Exercise prompt >> Report each line in the records below that contains the word "green". Case counts when matching.

Excerpts of pointing data:
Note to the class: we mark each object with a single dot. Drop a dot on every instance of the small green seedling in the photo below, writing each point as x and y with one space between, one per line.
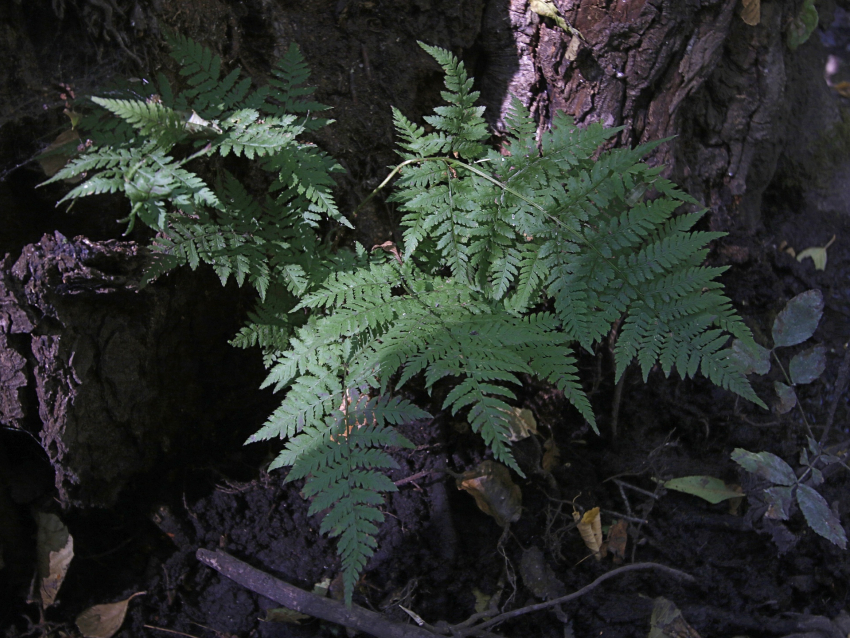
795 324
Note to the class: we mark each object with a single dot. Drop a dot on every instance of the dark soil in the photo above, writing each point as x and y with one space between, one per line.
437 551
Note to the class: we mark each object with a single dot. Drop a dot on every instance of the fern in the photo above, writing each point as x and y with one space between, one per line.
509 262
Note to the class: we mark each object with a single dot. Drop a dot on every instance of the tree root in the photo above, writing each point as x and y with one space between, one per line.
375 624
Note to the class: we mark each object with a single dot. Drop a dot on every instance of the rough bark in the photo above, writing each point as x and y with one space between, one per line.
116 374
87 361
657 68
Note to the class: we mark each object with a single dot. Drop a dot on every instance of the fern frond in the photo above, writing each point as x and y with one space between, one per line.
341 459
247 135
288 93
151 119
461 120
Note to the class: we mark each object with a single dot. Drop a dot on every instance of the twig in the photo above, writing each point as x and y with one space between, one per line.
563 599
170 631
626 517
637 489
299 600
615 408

--

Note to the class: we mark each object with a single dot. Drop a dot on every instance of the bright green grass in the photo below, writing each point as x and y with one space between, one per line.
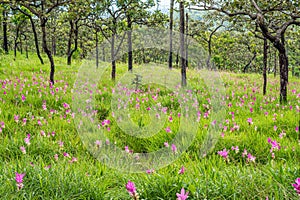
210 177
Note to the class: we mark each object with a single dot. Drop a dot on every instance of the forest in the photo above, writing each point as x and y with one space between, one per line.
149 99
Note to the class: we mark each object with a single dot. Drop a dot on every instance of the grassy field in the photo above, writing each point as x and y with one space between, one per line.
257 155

Reply to the task >>
Note to the class: we mark each object with a single dot. Drop a dot on every instance of the small green seedling in the photo below, writing each point as x and y with one space between, one per line.
Note to the class: we mark each object with a single dot. Drop a dot on every instance of the bright green grass in the photo below, writing each point as x and y with one space between, one per line.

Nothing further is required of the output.